Sorting through all that is difficult for a viewer with a god's-eye view of the proceedings; it's downright impossible for the characters caught up in the drama. A search for truth is a more complicated and more demanding quest than most people are prepared for. Chandra, for one, is clearly struggling with the demands of the case. She's stressed over her opening statement; she's terrified by the mortician; worst of all, maybe, is the fact that she believes in Naz's innocence. "That ain't important," replies the jailhouse prisoner-king Freddy (Michael K. Williams). "Only a new lawyer wouldn't know that."

The only one equipped for all this, it seems, is Stone, who finally gets relief for his eczema thanks to a Chinese doctor's mysterious powder. He moves through this episode like a shark in the background, zeroing in on Andrea's shady stepdad and throwing out advice to Chandra on matters of jury selection ("no sailors") and opening statements. Grubby, shady, solitary, consumed by an almost monkish passion for his often perverse work, Stone is exactly the sort of guy you want in your corner if you ever end up in Naz's shoes—and exactly the sort of guy you would never want to be.

"I broke up with my boyfriend," Chandra confides to Stone in a drunken conversation while they're discussing jury selection.

"Oh," Stone replies, brought up short but only for a microsecond. "Fuck that, who cares? This is important." And he might be an asshole, but he's not wrong—when the act of finding the right facts is a matter of life and death, who cares how you feel?
::::
* Required task 1: Please show every line of the records below that contains the string "wristwatch", matching case exactly.

* Entries provided:
::::
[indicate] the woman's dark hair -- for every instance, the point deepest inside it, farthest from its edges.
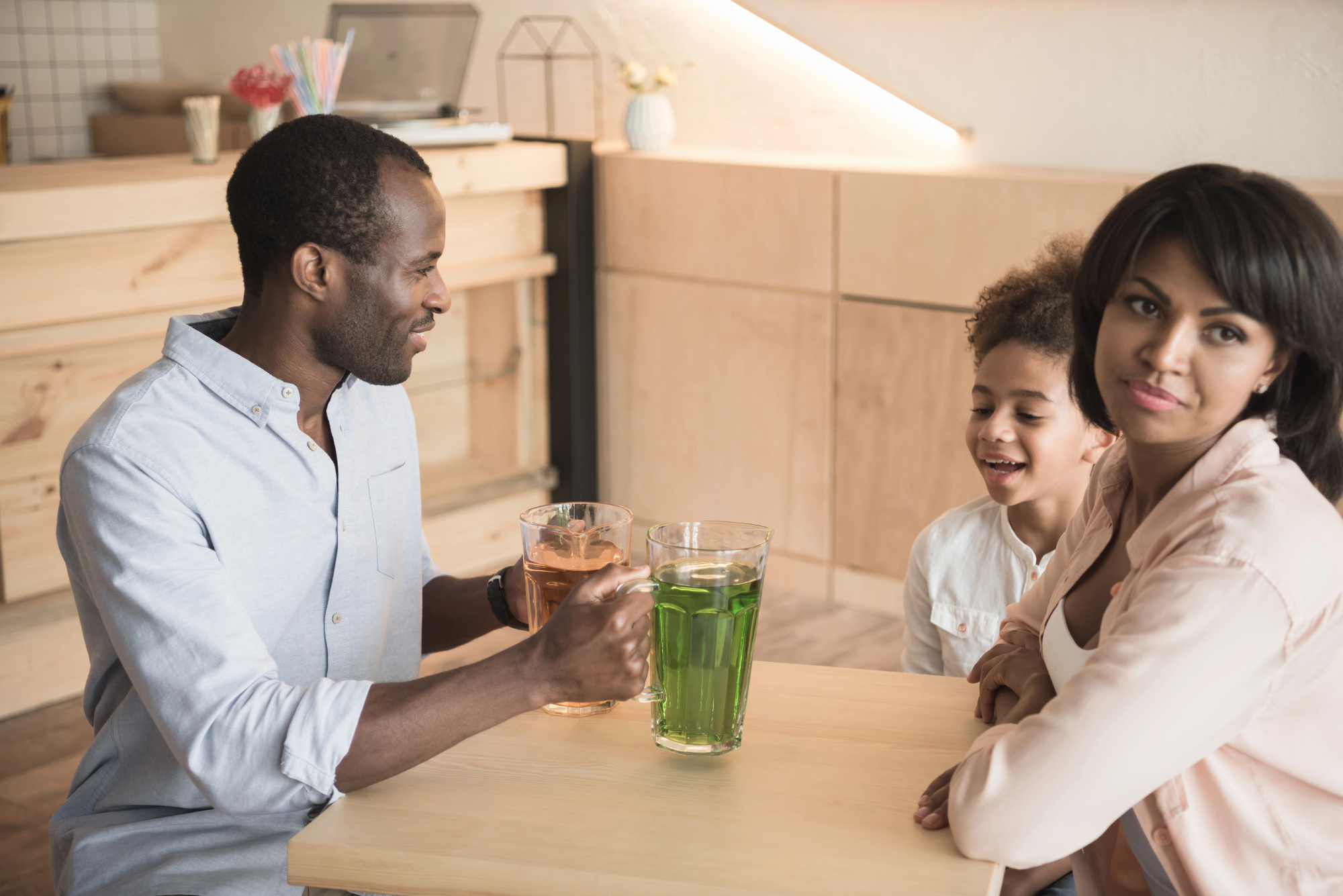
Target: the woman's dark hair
(1275, 256)
(1032, 305)
(314, 180)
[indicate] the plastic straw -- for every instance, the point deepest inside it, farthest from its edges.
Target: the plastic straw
(316, 67)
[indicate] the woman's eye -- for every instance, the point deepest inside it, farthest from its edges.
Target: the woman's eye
(1145, 306)
(1224, 334)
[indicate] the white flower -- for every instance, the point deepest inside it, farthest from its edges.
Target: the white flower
(633, 74)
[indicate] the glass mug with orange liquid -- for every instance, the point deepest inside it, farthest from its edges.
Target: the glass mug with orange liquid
(562, 546)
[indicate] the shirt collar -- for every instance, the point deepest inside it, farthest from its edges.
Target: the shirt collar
(1250, 443)
(1015, 542)
(193, 341)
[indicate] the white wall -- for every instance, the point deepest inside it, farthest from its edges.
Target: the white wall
(1138, 85)
(1130, 85)
(742, 91)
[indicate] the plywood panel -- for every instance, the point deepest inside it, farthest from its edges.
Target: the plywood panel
(46, 396)
(500, 168)
(481, 538)
(902, 405)
(99, 196)
(491, 239)
(742, 224)
(941, 239)
(438, 388)
(42, 654)
(119, 274)
(495, 361)
(488, 228)
(33, 562)
(716, 405)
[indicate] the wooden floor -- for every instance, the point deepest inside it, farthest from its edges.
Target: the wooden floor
(40, 750)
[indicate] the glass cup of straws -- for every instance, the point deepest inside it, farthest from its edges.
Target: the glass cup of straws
(202, 114)
(562, 546)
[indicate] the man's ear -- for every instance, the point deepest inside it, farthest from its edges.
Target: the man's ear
(311, 267)
(1099, 442)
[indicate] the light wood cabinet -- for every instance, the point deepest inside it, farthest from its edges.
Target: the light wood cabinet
(902, 404)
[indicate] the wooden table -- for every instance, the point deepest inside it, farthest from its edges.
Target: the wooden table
(819, 800)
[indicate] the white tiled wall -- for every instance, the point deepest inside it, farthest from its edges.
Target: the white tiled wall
(61, 55)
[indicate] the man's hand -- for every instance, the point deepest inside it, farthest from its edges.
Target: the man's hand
(515, 592)
(933, 804)
(596, 648)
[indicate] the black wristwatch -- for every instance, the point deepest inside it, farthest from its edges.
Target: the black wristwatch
(495, 591)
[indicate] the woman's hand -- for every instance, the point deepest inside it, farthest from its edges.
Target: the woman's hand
(1019, 667)
(933, 804)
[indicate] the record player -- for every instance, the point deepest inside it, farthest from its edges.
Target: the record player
(406, 70)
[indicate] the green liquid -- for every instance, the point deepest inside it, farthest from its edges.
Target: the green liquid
(704, 623)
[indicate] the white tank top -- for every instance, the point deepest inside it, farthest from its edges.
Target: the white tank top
(1063, 659)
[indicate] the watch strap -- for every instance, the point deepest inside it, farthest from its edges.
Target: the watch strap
(495, 592)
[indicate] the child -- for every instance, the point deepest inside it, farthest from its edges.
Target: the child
(1035, 450)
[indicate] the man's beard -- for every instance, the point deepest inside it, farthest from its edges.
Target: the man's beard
(365, 341)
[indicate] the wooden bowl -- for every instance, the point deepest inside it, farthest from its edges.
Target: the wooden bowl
(165, 97)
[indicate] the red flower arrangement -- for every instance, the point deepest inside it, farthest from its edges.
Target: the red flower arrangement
(260, 86)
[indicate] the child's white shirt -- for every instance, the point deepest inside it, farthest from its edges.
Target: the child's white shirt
(966, 568)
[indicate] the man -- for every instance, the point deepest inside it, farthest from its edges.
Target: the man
(242, 528)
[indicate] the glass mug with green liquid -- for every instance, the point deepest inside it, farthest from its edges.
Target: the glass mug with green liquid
(706, 588)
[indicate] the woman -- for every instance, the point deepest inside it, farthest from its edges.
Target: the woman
(1181, 660)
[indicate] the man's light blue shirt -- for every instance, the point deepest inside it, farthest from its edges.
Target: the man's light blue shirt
(240, 592)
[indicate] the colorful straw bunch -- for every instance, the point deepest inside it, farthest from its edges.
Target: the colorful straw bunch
(315, 67)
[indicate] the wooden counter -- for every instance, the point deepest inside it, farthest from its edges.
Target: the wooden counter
(96, 255)
(819, 800)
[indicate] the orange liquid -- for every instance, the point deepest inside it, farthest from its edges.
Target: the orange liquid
(553, 570)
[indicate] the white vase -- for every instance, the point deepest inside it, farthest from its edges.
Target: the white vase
(649, 122)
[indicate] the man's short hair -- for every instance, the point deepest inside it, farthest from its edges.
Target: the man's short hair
(312, 180)
(1032, 305)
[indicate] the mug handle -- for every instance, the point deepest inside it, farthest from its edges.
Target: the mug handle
(652, 694)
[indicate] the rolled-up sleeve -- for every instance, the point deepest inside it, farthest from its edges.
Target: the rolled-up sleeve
(250, 742)
(1181, 674)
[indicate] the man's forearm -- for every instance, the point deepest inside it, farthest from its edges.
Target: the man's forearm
(405, 724)
(456, 611)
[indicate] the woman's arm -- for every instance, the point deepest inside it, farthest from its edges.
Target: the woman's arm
(1177, 678)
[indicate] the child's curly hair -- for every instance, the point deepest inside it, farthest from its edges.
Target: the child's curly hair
(1031, 305)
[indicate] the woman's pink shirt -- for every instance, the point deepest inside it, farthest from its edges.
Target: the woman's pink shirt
(1213, 703)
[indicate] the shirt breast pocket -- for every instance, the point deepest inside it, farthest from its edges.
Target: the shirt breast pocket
(968, 635)
(390, 502)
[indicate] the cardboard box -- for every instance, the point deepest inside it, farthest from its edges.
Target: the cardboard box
(132, 134)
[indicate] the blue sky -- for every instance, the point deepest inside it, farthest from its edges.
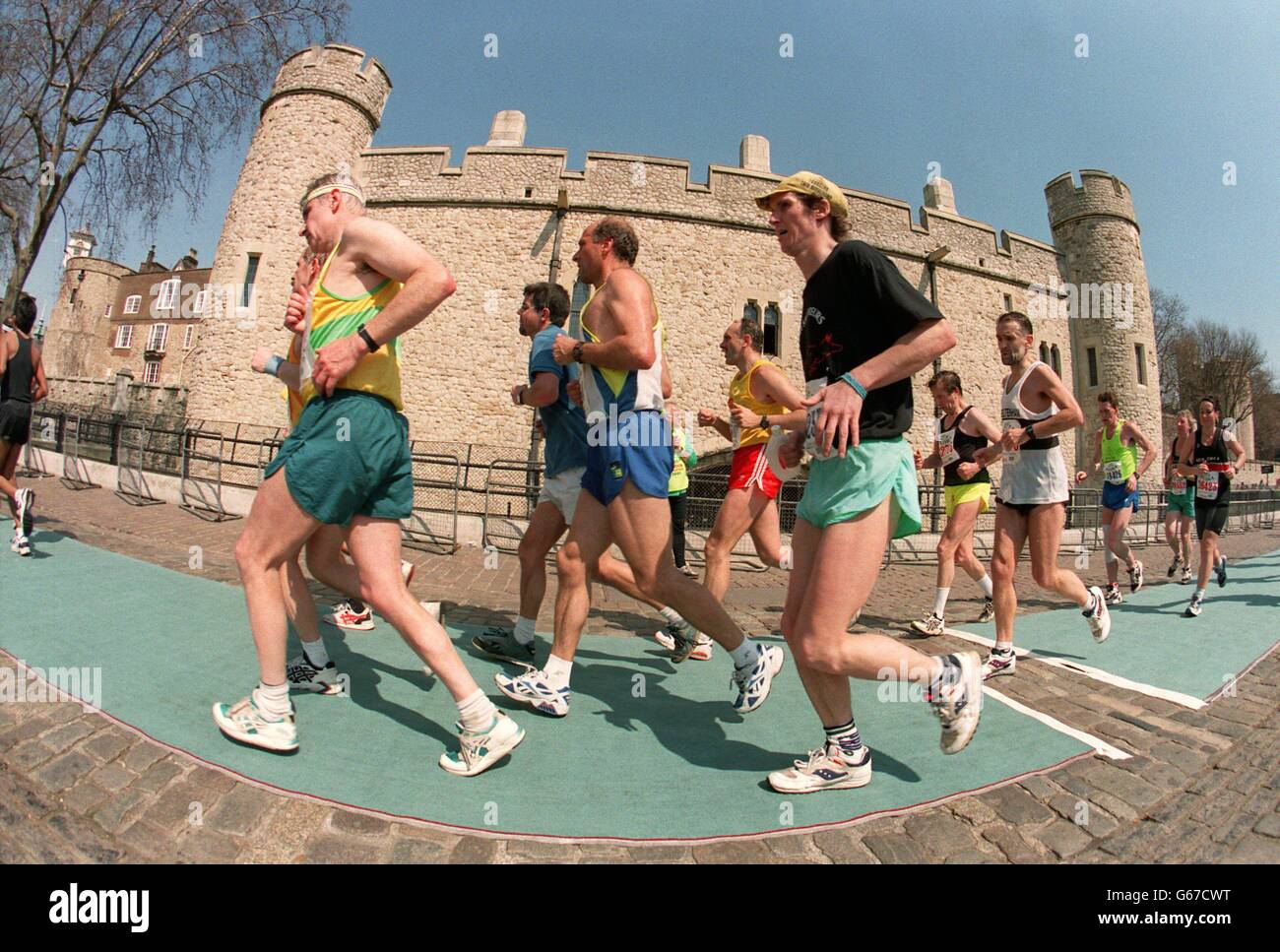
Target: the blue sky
(993, 93)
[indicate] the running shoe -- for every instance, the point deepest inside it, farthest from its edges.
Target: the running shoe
(1135, 577)
(958, 704)
(703, 653)
(305, 675)
(997, 665)
(247, 723)
(26, 500)
(824, 768)
(534, 688)
(1099, 615)
(500, 644)
(480, 750)
(932, 624)
(753, 682)
(344, 617)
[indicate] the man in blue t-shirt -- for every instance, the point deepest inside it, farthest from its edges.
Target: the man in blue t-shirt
(542, 317)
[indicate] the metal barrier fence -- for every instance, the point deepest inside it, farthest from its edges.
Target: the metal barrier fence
(497, 483)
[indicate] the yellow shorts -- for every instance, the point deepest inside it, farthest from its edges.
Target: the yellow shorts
(973, 491)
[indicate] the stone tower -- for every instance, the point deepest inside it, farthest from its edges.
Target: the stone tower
(1108, 301)
(321, 114)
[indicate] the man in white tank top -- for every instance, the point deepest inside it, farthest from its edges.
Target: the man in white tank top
(1036, 406)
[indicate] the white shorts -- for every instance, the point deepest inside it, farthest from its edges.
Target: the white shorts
(561, 490)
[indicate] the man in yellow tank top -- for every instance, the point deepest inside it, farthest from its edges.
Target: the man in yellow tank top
(347, 464)
(758, 392)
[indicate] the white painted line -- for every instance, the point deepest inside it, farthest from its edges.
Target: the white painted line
(1100, 746)
(1096, 673)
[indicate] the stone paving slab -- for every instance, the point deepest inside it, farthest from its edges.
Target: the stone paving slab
(1203, 787)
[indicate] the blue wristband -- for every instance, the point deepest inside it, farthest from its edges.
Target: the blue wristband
(858, 388)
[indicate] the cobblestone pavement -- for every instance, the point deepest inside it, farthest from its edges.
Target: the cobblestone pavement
(1203, 787)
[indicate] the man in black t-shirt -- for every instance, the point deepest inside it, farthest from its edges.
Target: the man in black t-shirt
(863, 334)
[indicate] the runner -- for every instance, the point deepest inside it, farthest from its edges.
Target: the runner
(865, 330)
(542, 315)
(347, 461)
(627, 473)
(1181, 515)
(1211, 457)
(959, 432)
(1033, 490)
(22, 384)
(1115, 451)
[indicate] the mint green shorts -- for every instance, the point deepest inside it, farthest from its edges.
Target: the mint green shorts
(840, 490)
(349, 456)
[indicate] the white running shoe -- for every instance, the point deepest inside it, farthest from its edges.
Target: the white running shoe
(997, 665)
(305, 675)
(1135, 577)
(479, 751)
(753, 682)
(344, 617)
(536, 688)
(824, 768)
(247, 723)
(932, 624)
(958, 704)
(702, 653)
(1099, 615)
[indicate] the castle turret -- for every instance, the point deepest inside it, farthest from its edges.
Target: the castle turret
(1108, 299)
(321, 113)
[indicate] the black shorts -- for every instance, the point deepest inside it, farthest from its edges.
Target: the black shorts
(1211, 516)
(16, 422)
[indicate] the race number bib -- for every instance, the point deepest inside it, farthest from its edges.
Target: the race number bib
(1011, 456)
(810, 444)
(947, 447)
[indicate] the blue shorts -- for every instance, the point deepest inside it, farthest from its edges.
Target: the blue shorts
(1117, 495)
(645, 461)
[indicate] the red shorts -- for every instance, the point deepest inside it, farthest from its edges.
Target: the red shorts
(751, 469)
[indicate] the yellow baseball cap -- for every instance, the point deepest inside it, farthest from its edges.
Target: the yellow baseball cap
(809, 183)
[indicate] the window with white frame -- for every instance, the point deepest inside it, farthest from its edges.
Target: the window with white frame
(167, 294)
(158, 337)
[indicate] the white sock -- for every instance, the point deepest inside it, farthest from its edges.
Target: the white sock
(557, 670)
(316, 653)
(745, 654)
(477, 712)
(273, 699)
(525, 630)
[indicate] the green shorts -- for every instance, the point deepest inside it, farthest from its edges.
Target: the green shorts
(349, 456)
(1183, 503)
(843, 489)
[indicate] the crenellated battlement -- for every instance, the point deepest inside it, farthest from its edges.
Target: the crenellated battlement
(340, 71)
(1099, 193)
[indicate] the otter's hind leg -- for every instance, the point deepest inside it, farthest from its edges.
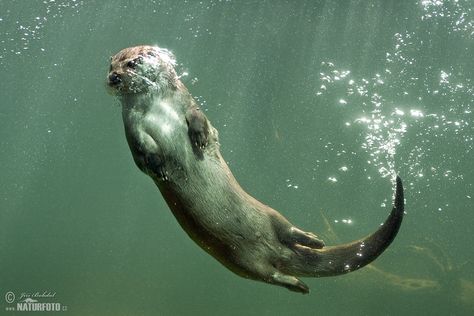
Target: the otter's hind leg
(297, 236)
(290, 282)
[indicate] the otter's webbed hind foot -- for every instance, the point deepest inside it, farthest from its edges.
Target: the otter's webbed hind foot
(290, 282)
(198, 129)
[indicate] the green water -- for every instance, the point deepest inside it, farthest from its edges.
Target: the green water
(316, 103)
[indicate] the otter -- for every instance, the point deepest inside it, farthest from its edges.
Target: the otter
(174, 143)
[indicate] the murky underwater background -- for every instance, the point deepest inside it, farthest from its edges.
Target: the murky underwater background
(317, 103)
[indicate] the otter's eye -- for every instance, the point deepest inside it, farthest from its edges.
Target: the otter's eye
(133, 63)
::::
* Required task 2: In the episode review, what finally relieves Stone's eczema?

* Exercise solution 1:
[indicate] the black wristwatch -- for every instance, the point deepest inside it, farthest from its edges.
Target: the black wristwatch

* Exercise solution 2: A Chinese doctor's mysterious powder.